____ Information provided

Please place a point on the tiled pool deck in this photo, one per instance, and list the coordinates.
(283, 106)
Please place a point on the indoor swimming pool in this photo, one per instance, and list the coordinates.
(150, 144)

________
____ Information provided

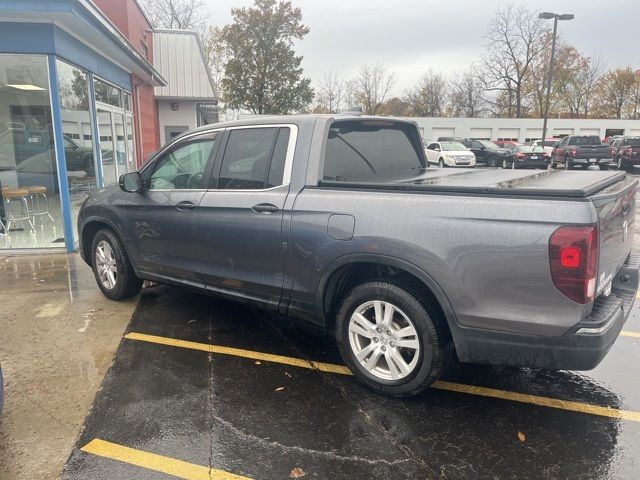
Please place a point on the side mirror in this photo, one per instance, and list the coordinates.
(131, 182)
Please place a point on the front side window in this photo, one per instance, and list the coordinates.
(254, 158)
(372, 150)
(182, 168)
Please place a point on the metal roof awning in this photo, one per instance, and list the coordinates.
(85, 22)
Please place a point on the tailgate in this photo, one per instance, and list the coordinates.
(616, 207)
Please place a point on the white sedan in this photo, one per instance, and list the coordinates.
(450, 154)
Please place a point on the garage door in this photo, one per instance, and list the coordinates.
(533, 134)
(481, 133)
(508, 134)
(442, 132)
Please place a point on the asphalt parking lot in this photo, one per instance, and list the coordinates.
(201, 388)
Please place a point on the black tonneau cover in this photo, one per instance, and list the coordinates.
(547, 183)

________
____ Information provided

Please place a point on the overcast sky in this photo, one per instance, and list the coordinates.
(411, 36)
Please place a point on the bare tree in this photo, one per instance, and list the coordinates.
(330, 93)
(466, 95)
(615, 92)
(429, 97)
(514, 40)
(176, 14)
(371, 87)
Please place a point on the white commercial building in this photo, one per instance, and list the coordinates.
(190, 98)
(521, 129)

________

## Request
Please pull out every line of the data above that contains the string "side" and copy each one. Case counts.

## Exercise output
Please place a point on the side mirror in this photo, one per instance, and list the coordinates.
Please place a point on the front side window in this photo, one per instance, and list the coordinates.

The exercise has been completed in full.